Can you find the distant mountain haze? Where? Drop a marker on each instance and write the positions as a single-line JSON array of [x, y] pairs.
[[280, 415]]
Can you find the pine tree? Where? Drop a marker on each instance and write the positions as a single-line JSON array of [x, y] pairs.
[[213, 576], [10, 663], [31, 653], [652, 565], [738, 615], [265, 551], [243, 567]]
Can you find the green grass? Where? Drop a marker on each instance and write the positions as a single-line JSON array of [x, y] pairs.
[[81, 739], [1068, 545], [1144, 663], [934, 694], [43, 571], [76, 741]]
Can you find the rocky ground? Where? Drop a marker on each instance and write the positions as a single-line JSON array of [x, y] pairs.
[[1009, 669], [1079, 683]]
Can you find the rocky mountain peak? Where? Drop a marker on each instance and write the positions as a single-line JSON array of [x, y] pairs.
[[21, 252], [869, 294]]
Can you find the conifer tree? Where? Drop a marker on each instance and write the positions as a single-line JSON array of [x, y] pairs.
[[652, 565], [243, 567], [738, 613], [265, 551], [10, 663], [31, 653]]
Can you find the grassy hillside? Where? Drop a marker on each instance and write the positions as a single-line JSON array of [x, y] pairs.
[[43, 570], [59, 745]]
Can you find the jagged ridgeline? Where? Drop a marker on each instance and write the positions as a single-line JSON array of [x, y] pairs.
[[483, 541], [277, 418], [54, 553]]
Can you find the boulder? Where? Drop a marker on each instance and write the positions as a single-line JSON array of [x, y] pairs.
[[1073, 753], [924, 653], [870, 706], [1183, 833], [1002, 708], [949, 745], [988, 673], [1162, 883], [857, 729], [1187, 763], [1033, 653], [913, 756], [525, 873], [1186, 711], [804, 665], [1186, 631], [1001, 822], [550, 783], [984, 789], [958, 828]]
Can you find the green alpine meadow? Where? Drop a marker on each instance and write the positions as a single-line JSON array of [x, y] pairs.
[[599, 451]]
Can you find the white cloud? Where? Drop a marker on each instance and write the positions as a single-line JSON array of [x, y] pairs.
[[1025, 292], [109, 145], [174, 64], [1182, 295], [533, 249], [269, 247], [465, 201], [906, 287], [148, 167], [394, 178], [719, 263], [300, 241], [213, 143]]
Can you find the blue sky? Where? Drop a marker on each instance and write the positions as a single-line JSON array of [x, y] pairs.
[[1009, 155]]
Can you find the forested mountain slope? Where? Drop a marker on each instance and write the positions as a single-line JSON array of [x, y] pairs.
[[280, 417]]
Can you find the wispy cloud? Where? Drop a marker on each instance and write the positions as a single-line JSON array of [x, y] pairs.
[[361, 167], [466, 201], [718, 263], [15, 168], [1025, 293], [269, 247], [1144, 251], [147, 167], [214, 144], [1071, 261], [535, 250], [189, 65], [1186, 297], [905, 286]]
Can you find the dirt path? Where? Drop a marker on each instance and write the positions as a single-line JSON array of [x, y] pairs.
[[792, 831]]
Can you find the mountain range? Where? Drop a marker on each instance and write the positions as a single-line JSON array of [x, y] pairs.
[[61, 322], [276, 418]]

Task to complete =>
Each line of the data must be returned exactly.

Completed exercise =>
Can you find the distant mountain haze? Where? Drop a marker on each instance and write the positions as a single-line JSON array of [x, y] pairs.
[[280, 415]]
Can you find the pine tree? Where? Drop a marker on each instance and write the positions as a single-line JSON array of [x, y] pairs.
[[213, 576], [10, 663], [31, 653], [652, 565], [738, 615], [265, 551], [243, 567]]
Can you find the green grass? Where? Drop a marker on each instance and write the positions as a single-line JSON array of [x, y] pairs.
[[81, 739], [1068, 545], [1144, 663], [934, 694], [43, 571], [76, 741]]
Can you find the rocky ground? Where? Drop a marker on each instance and write the positions as a single-line JSON array of [x, y] pairs.
[[1009, 669], [1079, 683]]
Can you find the rocky mountain peak? Where? Drop a marker on each instance and write the positions as a single-line JSON array of [x, y] pairs.
[[21, 252], [869, 294]]
Can you find the conifer tree? Where? Drop a marker on each instance and write the positions as a single-line JSON array of [x, y] pairs.
[[652, 565], [243, 567], [738, 613], [265, 551], [10, 663], [31, 653]]
Can you find the grassy hillside? Where? Drop a marker on each instance and write the positions as a single-line JSON array of [x, y] pairs.
[[43, 570], [59, 745]]
Can you find the jagged ridgeline? Where? Drop a marker on each instance and write the positions as a single-line JSON array of [x, y] pairs.
[[483, 541], [277, 418], [54, 553]]
Can you find the boulder? Where? Drop a marker on each instance and write the positions as a single-line JSON array of [x, y] pairs.
[[1073, 753], [924, 653], [870, 706], [1183, 833], [1002, 708], [949, 745], [988, 673], [1162, 883], [857, 729], [1187, 763], [1033, 653], [913, 756], [525, 873], [1186, 711], [804, 665], [1186, 631], [1001, 822], [550, 783], [984, 789], [958, 828]]
Can you find the green alpine meadow? Where? Drop a marker on each instance and write the positions as a single-line JSON array of [x, y] pairs.
[[599, 451]]
Can you find the white cloud? Where? Drop a marker on each instance and write the positions as a single-line JSON array of [x, y] pairs.
[[1025, 292], [109, 145], [174, 64], [1182, 295], [533, 249], [269, 247], [465, 201], [906, 287], [148, 167], [394, 178], [719, 263], [300, 241], [213, 143]]
Can you find the blue sky? Where? Drop a marker on each instance and write the positions as a single-line JSON array of [x, y] pairs.
[[1009, 155]]
Can you find the forested mountain slope? Where? Drop a marker on each instance and write the positions as a single-line JSON array of [x, y] pairs.
[[280, 417]]
Can you find the wispy cloud? Where? Drop a marker on each instance and write the positions as a single-line JSON array of [x, y] pairs.
[[361, 167], [466, 201], [718, 263], [15, 168], [1025, 293], [269, 247], [1144, 251], [147, 167], [214, 144], [1071, 261], [535, 250], [189, 65], [1186, 297], [905, 286]]
Can you find the dirt path? Where? Drop a marker on each instance and write the positions as a single-line JSON array of [x, y] pairs.
[[792, 831]]
Can you find the mountain range? Where? Drop a marker on each instance and write the positions as a single-line JSON array of [x, y] pairs.
[[61, 322], [276, 418]]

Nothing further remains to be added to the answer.